"""

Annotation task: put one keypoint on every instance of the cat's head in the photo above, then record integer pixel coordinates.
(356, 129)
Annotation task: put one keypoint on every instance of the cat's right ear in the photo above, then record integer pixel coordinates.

"""
"""

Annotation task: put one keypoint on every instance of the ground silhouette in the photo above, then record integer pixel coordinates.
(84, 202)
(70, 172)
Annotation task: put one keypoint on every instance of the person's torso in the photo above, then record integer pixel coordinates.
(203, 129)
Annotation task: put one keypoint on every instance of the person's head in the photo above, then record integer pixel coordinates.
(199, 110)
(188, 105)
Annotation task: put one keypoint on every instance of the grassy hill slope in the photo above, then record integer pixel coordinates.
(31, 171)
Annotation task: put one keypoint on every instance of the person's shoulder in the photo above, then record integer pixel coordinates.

"""
"""

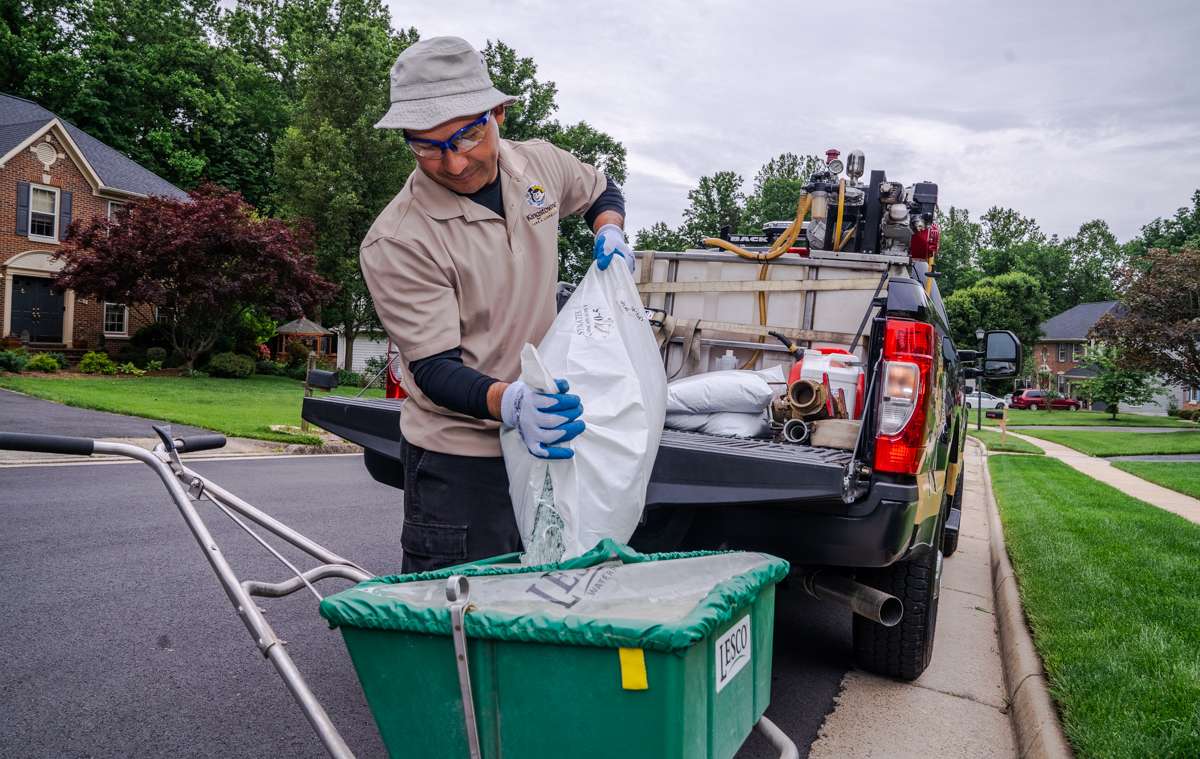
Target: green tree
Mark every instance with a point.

"""

• **Goal**: Count the lines in the material above that contain the string "record", matching case exactly. Reply with the number only.

• **Solved exercise**: 7